本問は,内閣の責任について論述を求められているが,「憲法三条の」という限定がついているので, 憲法三条の解釈が問われていると考えてよい。したがって,同条を解釈する上で問題となる点を順に論 じていけば足りると思われる。



まず,本条の定める内閣の「助言と承認」の性質,「国事に関するすべての行為」の意義などについ て,憲法四条一項の「天皇は......国政に関する権能を有しない。」という規定と関連して,解釈上争い がある。
1 第一説は,国事行為が本質的には国政に関する決定権を含むものであると解し,天皇に一定範囲 で統治権を認めるが,国事行為は憲法に列挙された事項に限定され,それ以外の残余権は否定されるほ か,国事行為についても内閣の助言と承認によって常に拘束されるとする。これは,内閣の助言と承認 の制度を伝統的意味における大臣助言制と同義に解するものであり,四条一項の「国政に関する権能」 を有しないとは「『その他の』国政に関する権能」を有しないということになる。
第二説は,国事行為を形式的・儀礼的行為と解する立場であり,国事行為を「国政に関する決定権」 を含まない,単なる「行為」権と解し,名目的にも天皇統治権を有しないとする。もっとも,その中 でも理由付けに相違があり,A 説は,国事行為とは,実質的に他の機関が決定した事項を形式的・儀礼 的に表示する行為にとどまるとする。そして四条一項により認められる「国政不関与の原則」によって, 六条,七条の国事行為は本来的に形式的・儀礼的行為とみなされるとする。

▶ _以下の課題_:
A. 原文で、第二説のA説は国事行為をどのような行為にとどまるとしているかを答えよ。
B. 天皇の国事行為と内閣の助言と承認を論じた原文を、最後の文の後から書き継げ。

▶ _抽出した行_:
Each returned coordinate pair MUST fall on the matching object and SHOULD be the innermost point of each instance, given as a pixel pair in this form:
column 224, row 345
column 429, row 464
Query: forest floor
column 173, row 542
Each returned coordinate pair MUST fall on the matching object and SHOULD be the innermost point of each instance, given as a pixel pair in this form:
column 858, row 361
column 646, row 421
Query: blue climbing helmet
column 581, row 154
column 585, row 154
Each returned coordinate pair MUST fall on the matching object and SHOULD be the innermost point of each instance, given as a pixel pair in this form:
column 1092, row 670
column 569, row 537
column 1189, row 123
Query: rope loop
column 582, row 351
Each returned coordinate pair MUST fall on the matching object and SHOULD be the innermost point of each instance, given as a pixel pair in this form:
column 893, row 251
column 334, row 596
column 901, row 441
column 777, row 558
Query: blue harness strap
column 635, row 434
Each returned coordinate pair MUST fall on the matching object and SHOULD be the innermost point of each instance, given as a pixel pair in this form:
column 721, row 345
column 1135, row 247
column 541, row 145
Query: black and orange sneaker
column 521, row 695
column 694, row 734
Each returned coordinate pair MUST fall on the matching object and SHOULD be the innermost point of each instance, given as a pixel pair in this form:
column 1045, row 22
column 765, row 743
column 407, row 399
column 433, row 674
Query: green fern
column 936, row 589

* * *

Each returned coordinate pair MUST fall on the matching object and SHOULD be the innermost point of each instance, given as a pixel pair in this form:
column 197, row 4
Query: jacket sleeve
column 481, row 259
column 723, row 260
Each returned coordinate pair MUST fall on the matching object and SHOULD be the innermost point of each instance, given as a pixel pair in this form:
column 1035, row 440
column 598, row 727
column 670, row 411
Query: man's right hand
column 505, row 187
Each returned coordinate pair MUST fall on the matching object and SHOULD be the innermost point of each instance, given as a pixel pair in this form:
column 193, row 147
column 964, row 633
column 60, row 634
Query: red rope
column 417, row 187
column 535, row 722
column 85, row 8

▶ _解答一覧_:
A. 実質的に他の機関が決定した事項を形式的・儀礼的に表示する行為にとどまるとしている。

B.
B 説は,六条,七条の列記 事項の中には,国会の召集,衆議院の解散などのように実質的に国政に関する権能も含まれるとするが,これらはすべて内閣の助言と承認が必要であり,その助言と承認の中に実質的決定権が含まれるから, 結果的に国事行為は形式的・儀礼的行為になると説明する。
2 第一説に対しては,四条一項を「『その他の』国政に関する権能」を有しないと解するのは無理が あるとの批判がなされている。また,第二説の A 説に対しては,本来形式的・儀礼的行為でしかないは ずの国事行為に,なぜ内閣の助言と承認が必要なのかという批判,さらに,国事と国政は必ずしも区別 できず,「行為」も「権能」を前提とすることから,四条一項から「国政不関与の原則」を読みとるの は問題であるなどの批判がある。第二説の B 説に対しては,国事行為の概念は「内閣の助言と承認」と は別個に,それ以前から存在するものであって,引き算の結果が国事行為となるとするのは不自然であ るとの批判,それから,四条一項から「国政不関与の原則」を読みとるのは問題であるという A 説に対 するものと同じ批判がある。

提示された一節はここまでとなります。